Il frutto di noni contiene fino a 800 volte più enzimi dell’ananas e, soprattutto, contiene una sostanza estremamente attiva, la proxeronina, sostanza di partenza per la produzione di xeronina, l’enzima indispensabile per il corretto funzionamento del metabolismo corporeo. Alcuni studi scientifici hanno permesso di concludere che la xeronina (che nel noni è contenuta in piccola quantità e che nel corpo umano viene prodotta grazie alla proxeronina contenuta nel frutto polinesiano), la scopoletina, la serotonina e tutti gli altri costituenti del succo agiscono insieme al fine dell’armonico incremento dell’epifisi. L’effetto sinergico di xeronina, scopoletina e serotonina stabilizza i valori della glicemia.
PAPAIA – Fresca o fermentata, comunque osservata speciale
La papaia è una pianta conosciuta da secoli nei Caraibi, da dove si è diffusa: oggi, infatti, è coltivata in molti paesi tropicali e subtropicali. Il frutto contiene molte delle sostanze biologicamente attive: enzimi proteolitici come papaina e chimopapaina, vitamine, amminoacidi. L’estratto di papaia, fresco o liofilizzato, viene tradizionalmente impiegato per i disturbi gastrointestinali (difficoltà digestive, diarrea, stipsi, infiammazioni e meteorismo) e la dispepsia, oltre che per preparazioni ad uso topico.
La papaina, estratta nella sua forma attiva quando il frutto è verde e non completamente maturo, ha proprietà cheratolitiche ed alcune formulazioni tradizionali vengono utilizzate per la cura delle ustioni e per le ulcere cutanee croniche. Per le proprietà esfolianti e antimicrobiche sull’epidermide, facilita l’eliminazione del tessuto necrotico, la formazione di tessuto di granulazione e impedisce fenomeni di sovrainfezione in sede di lesione.
La papaia è al centro dell’interesse scientifico e commerciale internazionale nella sua forma “fermentata” ossia dopo essere stata trattata con batteri e lieviti, o secondo altre sofisticate tecnologie “a freddo” per otto o dieci mesi. La cosiddetta FPP (Fermented Papaia Preparation) viene prodotta dal frutto immaturo di papaia e, secondo alcuni studi, è molto diversa nelle proprietà antiossidanti da quella allo stato naturale. La lunga fermentazione sarebbe la condizione essenziale per potenziare le proprietà immuno-modulanti del frutto.
La papaia fresca possiede solo discrete proprietà antiossidanti ed inoltre la papaina e la chimopapaina, enzimi del frutto fresco e non più presenti dopo il processo di fermentazione, possono provocare reazioni avverse e allergiche quando l’uso del frutto sia protratto. Il processo di fermentazione modifica profondamente il rapporto tra carboidrati complessi e proteine, diventando nella papaia fermentata trenta volte maggiore. Nel fermentato s’identificano nuove classi di oligosaccaridi con elevata attività immuno-modulante. Le proprietà antiossidanti consentirebbero all’organismo di difendersi da quello che gli esperti chiamano stress ossidativo, inteso come squilibrio fra il rilascio di radicali liberi (molecole molto aggressive nei confronti dei tessuti) e le difese dell’organismo.

◆ **Dati da esaminare**
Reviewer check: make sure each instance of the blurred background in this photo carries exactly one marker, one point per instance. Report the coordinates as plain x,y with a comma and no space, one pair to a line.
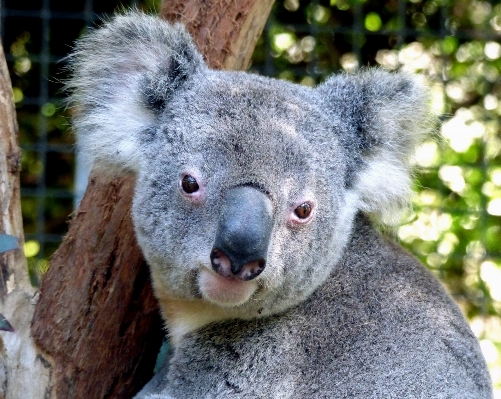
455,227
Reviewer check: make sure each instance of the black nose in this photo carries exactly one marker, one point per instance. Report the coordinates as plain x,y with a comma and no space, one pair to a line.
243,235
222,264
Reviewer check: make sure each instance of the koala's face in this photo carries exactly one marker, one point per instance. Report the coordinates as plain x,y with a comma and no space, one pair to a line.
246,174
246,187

==

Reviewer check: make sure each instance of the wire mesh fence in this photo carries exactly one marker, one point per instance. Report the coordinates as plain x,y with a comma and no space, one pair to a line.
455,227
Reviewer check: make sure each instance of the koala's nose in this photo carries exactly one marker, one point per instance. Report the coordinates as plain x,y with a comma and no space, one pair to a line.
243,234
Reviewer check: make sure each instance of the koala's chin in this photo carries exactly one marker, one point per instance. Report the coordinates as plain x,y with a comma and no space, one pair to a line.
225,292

--

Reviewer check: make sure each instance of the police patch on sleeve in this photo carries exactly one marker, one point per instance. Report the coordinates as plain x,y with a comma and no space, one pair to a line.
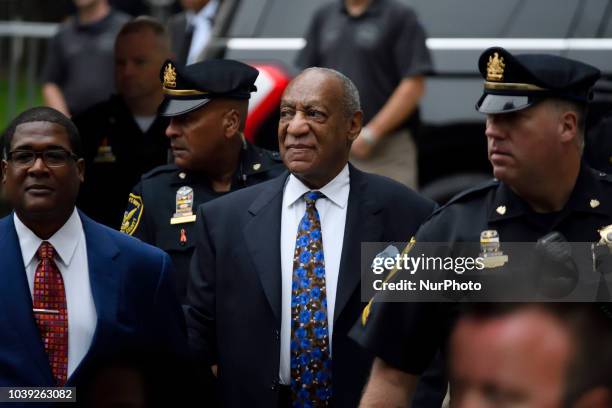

◆ **Consegna**
Riscriva il brano fornito da "La papaina, estratta" fino a "sede di lesione." incluso, mettendo "scottature" al posto di "ustioni".

◆ **Risposta**
La papaina, estratta nella sua forma attiva quando il frutto è verde e non completamente maturo, ha proprietà cheratolitiche ed alcune formulazioni tradizionali vengono utilizzate per la cura delle scottature e per le ulcere cutanee croniche. Per le proprietà esfolianti e antimicrobiche sull’epidermide, facilita l’eliminazione del tessuto necrotico, la formazione di tessuto di granulazione e impedisce fenomeni di sovrainfezione in sede di lesione.